TASK INSTRUCTIONS: Transcribe the records below. Leave every word as it is.

DATA FOR THE TASK:

*** Block opens ***

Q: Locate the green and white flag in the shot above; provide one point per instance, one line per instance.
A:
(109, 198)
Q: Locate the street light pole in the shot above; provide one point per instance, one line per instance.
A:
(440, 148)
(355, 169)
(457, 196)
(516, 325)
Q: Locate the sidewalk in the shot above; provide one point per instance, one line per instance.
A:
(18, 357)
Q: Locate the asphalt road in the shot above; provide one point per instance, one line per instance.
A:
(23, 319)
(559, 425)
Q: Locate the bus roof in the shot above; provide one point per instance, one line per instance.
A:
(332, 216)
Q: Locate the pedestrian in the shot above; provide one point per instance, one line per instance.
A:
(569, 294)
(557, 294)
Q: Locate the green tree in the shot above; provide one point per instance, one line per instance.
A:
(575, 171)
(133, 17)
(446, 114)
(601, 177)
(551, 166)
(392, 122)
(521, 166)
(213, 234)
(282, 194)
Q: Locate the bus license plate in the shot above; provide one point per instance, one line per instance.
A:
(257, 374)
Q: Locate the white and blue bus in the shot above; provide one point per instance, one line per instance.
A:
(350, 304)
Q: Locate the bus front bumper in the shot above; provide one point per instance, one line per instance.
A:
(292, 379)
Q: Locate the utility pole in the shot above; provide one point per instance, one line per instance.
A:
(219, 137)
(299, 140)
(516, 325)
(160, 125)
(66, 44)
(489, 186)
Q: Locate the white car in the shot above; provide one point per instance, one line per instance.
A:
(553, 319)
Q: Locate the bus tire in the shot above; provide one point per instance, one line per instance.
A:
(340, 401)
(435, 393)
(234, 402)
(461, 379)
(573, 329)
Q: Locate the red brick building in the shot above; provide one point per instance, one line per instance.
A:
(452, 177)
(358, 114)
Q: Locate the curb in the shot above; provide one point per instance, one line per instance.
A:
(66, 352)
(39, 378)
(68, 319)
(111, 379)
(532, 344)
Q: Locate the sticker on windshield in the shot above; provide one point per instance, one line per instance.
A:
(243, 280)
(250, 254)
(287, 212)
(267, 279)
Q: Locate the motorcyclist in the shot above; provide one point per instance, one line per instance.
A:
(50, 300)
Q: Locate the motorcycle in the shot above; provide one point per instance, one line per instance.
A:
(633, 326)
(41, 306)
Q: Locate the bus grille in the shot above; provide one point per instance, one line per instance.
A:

*** Block closes ***

TASK ANSWER:
Q: Locate the green and white flag in the shot above; provide one point per instance, one line per instance.
A:
(109, 198)
Q: Locate the street light pole in the shot above; provide one point per instance, one line per instance.
A:
(440, 148)
(355, 169)
(457, 196)
(516, 325)
Q: Locate the sidewalk in the shot above; provide one point per instance, one line per instance.
A:
(18, 357)
Q: Locate the asphalt road in the shot above; provide one point per instance, one line per instance.
A:
(23, 319)
(559, 425)
Q: Locate the bus roof in the shot above; provide one point per instance, one line per instance.
A:
(332, 216)
Q: Locate the pedestrian in the shot above; provide one point per instance, one line per instance.
A:
(569, 294)
(557, 294)
Q: Locate the green tree in the shot above; provide one point per instance, one line per instance.
A:
(575, 171)
(133, 17)
(446, 114)
(601, 177)
(551, 166)
(392, 122)
(521, 166)
(213, 234)
(282, 194)
Q: Locate the bus license plate in the shot above; provide one point per instance, one line per instance.
A:
(257, 374)
Q: Locate the white and blue bus in the shot above; provide one point per instance, one line per instance.
A:
(350, 304)
Q: Locate the bus front bumper in the shot above; provide one point per instance, one line per instance.
A:
(292, 379)
Q: Locate the utility pole in the shot above; provide one point per instance, one line per instance.
A:
(219, 137)
(299, 140)
(516, 325)
(160, 125)
(66, 44)
(489, 186)
Q: Locate the white car in the shot above; provide one point per instance, one line per instance.
A:
(553, 319)
Q: Locate the bus tire in the shot above; provide one point per instance, one line per instance.
A:
(340, 401)
(435, 393)
(234, 402)
(461, 379)
(573, 329)
Q: Locate the red brick building in the shot above; provide one point per instance, one line per instance.
A:
(452, 177)
(358, 114)
Q: Locate the curb in the shot above; provide one point per instance, one line per instance.
A:
(66, 352)
(39, 378)
(68, 319)
(111, 379)
(532, 344)
Q: Locate the sticker on windshield in the shot above; provide one point per instance, one line per instance.
A:
(243, 280)
(250, 254)
(287, 212)
(267, 279)
Q: Locate the motorcyclist in the shot above; provide one point per instance, one line per instance.
A:
(50, 300)
Q: Locate the motorcycle in the shot above; provide one point per instance, one line per instance.
A:
(633, 326)
(41, 306)
Q: Locate the bus grille in the shot above; provide one point per instance, one line per instance.
A:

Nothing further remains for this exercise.